Stamps are arranged in sets of five. Some ore processing applications used large quantities of water so some stamp mills are located near natural or artificial bodies of water. For example, the Redridge Steel Dam was built to supply stamp mills with process water; the main components for water-powered stamp mills – water wheels and hammers – were known in the Hellenistic era Eastern Mediterranean region. Ancient cams are in evidence in early water-powered automata from the third century BC. A passage in the Natural History of the Roman scholar Pliny indicates that water-driven pestles had become widespread in Italy by the first century AD: "The greater part of Italy uses an unshod pestle and wheels which water turns as it flows past, a trip-hammer "; these trip-hammers were used for the hulling of grain. Grain-pounders with pestles, as well as ordinary watermills, are attested as late as the middle of the fifth century in a monastery founded by Romanus of Condat in the remote Jura region, indicating that the knowledge of trip hammers continued into the early Middle Ages.

Stated goal 1:
Copy out the listing below word for word, leaving no line out.

(Segmentation labeling items)
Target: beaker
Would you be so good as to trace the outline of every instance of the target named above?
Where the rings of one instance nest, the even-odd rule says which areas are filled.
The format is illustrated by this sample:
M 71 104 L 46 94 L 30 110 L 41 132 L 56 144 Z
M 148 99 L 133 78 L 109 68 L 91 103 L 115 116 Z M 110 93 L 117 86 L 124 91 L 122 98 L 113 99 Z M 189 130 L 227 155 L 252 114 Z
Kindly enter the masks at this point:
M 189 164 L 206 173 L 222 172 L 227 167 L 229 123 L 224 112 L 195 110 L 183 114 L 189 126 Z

Stated goal 2:
Name every historical period or date that the stamp mill passage mentions, in the order they appear.

Output 1:
Target: beaker
Would you be so good as to trace the outline of every instance of the target named above?
Where the rings of one instance nest, the even-odd rule says which areas are filled.
The format is illustrated by this sample:
M 71 104 L 46 94 L 30 110 L 41 132 L 56 144 Z
M 148 99 L 133 78 L 109 68 L 91 103 L 115 116 Z M 110 93 L 117 86 L 124 91 L 122 98 L 113 99 Z M 189 130 L 227 155 L 252 114 Z
Kindly enter the masks at this point:
M 189 164 L 206 173 L 222 172 L 227 167 L 229 123 L 224 112 L 195 110 L 183 114 L 189 126 Z

Output 2:
- Hellenistic era
- third century BC
- first century AD
- middle of the fifth century
- early Middle Ages